== Segment start ==
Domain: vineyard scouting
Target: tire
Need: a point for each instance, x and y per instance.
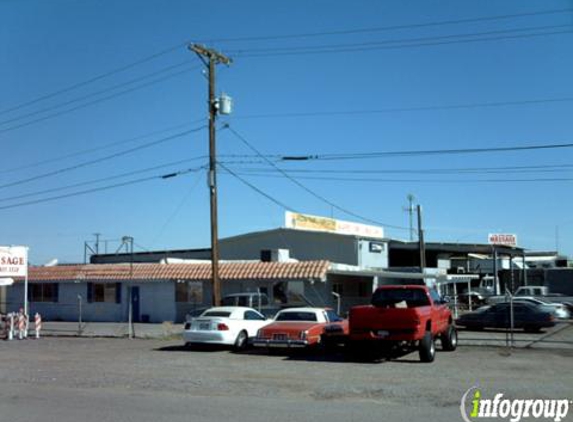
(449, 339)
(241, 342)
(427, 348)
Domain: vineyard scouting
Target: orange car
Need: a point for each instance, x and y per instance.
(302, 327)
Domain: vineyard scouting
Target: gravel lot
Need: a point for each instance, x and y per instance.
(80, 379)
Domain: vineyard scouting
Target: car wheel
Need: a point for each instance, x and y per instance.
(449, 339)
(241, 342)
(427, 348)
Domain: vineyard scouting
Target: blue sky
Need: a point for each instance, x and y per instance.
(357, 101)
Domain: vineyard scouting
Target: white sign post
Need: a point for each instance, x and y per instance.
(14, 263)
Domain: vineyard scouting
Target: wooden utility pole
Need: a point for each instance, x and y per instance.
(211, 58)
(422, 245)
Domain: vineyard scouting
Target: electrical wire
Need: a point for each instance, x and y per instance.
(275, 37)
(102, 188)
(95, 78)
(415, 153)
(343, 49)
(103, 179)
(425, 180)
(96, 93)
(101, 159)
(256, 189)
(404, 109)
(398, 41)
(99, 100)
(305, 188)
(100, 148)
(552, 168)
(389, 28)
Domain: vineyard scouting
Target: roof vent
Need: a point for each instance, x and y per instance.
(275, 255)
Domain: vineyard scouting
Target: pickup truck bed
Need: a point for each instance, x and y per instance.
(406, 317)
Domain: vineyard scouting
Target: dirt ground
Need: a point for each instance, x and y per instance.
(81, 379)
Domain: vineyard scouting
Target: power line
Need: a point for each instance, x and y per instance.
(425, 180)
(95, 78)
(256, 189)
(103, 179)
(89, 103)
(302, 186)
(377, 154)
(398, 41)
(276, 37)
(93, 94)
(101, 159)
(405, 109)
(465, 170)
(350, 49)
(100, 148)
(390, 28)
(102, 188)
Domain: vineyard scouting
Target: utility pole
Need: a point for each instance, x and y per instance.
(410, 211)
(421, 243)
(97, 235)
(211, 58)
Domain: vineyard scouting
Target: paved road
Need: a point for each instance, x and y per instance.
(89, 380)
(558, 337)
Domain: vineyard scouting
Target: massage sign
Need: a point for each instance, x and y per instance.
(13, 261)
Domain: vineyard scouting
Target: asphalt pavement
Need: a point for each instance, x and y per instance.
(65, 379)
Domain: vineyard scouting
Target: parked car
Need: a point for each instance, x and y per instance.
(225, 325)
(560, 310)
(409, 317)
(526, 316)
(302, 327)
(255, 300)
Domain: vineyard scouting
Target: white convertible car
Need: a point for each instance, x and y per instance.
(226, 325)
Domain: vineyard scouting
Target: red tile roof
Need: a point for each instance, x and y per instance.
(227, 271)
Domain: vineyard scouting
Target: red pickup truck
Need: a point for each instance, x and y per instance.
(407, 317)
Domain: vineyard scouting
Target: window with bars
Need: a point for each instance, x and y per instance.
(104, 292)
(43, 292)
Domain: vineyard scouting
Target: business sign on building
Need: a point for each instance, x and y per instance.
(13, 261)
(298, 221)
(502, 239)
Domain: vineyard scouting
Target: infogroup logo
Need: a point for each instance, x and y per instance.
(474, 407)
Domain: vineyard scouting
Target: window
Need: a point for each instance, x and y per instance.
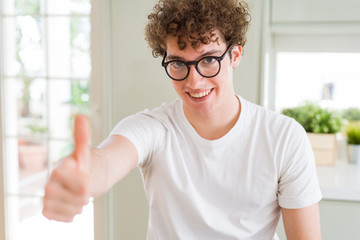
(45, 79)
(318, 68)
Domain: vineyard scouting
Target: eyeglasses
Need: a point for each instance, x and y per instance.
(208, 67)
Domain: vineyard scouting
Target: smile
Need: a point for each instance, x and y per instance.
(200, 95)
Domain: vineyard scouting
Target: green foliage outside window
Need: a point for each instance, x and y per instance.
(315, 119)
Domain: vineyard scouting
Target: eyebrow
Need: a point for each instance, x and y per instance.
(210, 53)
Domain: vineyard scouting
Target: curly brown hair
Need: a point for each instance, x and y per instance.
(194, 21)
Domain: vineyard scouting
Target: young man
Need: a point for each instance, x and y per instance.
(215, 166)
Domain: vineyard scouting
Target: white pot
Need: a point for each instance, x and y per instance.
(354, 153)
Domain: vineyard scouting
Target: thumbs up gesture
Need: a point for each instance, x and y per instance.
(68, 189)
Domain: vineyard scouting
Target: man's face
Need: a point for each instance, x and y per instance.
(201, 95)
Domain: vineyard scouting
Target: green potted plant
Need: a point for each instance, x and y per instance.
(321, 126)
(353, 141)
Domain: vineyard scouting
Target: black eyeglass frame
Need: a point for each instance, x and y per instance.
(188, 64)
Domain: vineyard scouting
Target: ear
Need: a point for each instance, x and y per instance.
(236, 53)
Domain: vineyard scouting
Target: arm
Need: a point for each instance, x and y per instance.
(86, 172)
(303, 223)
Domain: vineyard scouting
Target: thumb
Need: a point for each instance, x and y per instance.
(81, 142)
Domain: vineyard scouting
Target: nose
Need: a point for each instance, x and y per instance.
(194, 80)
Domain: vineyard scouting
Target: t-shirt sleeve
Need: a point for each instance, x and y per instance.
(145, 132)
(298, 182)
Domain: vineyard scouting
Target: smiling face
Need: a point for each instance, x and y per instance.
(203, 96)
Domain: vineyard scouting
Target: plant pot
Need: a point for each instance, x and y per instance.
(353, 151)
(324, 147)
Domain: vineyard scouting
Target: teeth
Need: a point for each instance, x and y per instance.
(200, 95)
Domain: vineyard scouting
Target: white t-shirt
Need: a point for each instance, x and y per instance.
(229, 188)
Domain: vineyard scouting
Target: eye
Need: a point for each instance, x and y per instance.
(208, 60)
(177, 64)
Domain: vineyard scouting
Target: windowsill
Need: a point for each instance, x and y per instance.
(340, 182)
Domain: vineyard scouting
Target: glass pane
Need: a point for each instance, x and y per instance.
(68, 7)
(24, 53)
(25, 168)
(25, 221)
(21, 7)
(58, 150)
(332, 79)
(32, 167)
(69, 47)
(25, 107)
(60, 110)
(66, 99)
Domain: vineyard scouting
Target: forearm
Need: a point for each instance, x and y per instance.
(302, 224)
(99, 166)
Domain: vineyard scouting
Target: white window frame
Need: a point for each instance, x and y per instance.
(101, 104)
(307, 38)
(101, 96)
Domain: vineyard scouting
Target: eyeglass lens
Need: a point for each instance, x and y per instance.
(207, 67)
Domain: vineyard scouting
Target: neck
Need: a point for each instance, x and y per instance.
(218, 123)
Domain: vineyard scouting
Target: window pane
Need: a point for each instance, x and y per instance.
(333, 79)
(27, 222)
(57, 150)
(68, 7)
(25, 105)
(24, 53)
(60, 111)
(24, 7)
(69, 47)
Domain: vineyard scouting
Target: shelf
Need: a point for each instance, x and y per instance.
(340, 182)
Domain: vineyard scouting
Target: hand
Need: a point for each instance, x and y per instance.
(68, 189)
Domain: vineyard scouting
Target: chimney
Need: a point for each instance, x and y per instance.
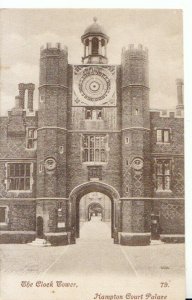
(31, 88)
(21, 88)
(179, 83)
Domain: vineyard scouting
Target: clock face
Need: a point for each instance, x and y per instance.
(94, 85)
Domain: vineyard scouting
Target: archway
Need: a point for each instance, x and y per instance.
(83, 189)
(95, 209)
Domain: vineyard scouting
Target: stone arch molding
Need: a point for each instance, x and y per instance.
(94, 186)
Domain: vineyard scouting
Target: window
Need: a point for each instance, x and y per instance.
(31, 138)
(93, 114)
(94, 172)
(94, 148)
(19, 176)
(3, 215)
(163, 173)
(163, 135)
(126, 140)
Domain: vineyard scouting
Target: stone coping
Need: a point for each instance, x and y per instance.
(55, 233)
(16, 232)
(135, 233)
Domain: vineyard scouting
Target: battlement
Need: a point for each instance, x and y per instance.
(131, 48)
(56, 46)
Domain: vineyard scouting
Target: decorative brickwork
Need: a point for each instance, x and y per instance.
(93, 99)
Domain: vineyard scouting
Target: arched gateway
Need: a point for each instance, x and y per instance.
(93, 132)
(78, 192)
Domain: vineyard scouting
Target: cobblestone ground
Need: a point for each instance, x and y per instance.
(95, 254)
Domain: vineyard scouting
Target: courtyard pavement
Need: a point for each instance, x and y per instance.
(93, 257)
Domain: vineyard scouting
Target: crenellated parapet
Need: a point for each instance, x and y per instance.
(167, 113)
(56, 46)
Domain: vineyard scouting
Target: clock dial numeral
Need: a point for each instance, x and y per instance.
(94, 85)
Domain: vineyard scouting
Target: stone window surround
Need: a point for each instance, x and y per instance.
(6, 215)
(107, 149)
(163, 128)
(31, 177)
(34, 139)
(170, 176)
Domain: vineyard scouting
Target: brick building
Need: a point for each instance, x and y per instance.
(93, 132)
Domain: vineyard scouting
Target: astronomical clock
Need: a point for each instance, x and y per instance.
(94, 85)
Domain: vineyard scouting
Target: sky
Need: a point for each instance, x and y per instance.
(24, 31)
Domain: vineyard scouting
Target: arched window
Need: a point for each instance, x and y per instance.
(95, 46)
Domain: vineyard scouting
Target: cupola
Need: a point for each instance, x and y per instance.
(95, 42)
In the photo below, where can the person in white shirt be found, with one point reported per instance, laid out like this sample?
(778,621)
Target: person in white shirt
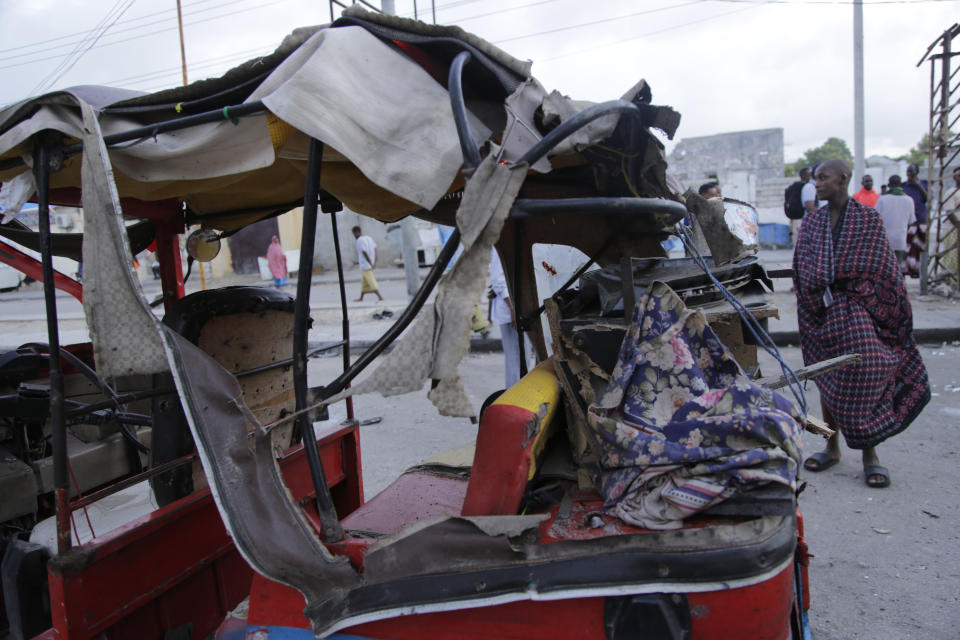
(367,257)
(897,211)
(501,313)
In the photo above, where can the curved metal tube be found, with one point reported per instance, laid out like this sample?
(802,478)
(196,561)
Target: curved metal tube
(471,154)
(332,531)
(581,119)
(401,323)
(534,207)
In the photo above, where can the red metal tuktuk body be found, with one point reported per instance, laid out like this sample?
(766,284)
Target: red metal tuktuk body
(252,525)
== Segment end ==
**Problem to work on**
Could the lines from the first entry through the line that contains "Target: power line" be copied exactly, with all pictures left out?

**Response to the exercise**
Domain: vineyard scouting
Target: tire
Need: a point for each instance, x and y per instance.
(449, 339)
(241, 342)
(427, 348)
Domain: vineyard scouting
Target: orange car
Need: a point for each instance, x and y per instance.
(302, 327)
Domain: vineyard scouting
Target: gravel lot
Need: a point for each instance, x and y per instance.
(80, 379)
Domain: vineyard scouting
Target: car wheel
Need: a point for each instance, x and y per instance.
(449, 339)
(241, 342)
(427, 348)
Domain: vineyard scouting
Target: blue sky
Need: a point for each instance, x and y per instance.
(357, 101)
Domain: vineyard scouting
Target: white sign post
Need: a point for each instance, x and y per instance.
(14, 263)
Domain: vineyard scouting
Target: wooden utility pole
Need: a point for each instance, x and y per instance.
(211, 58)
(422, 245)
Domain: vineyard scouting
Target: electrical wire
Need: a point for each instance, x and y per instance.
(275, 37)
(102, 188)
(95, 78)
(415, 153)
(343, 49)
(103, 179)
(425, 180)
(96, 93)
(101, 159)
(256, 189)
(404, 109)
(398, 41)
(99, 100)
(305, 188)
(100, 148)
(552, 168)
(389, 28)
Domain: vineyard scouting
Target: roof vent
Need: a point for each instance, x and y per instance.
(275, 255)
Domain: vineyard scouting
Target: pickup truck bed
Need: a point for each instance, x and y per instance.
(406, 317)
Domain: vineyard scouting
Target: dirt ground
Need: a point for each instance, x and y per instance.
(81, 379)
Domain: vineyard scouting
Target: power line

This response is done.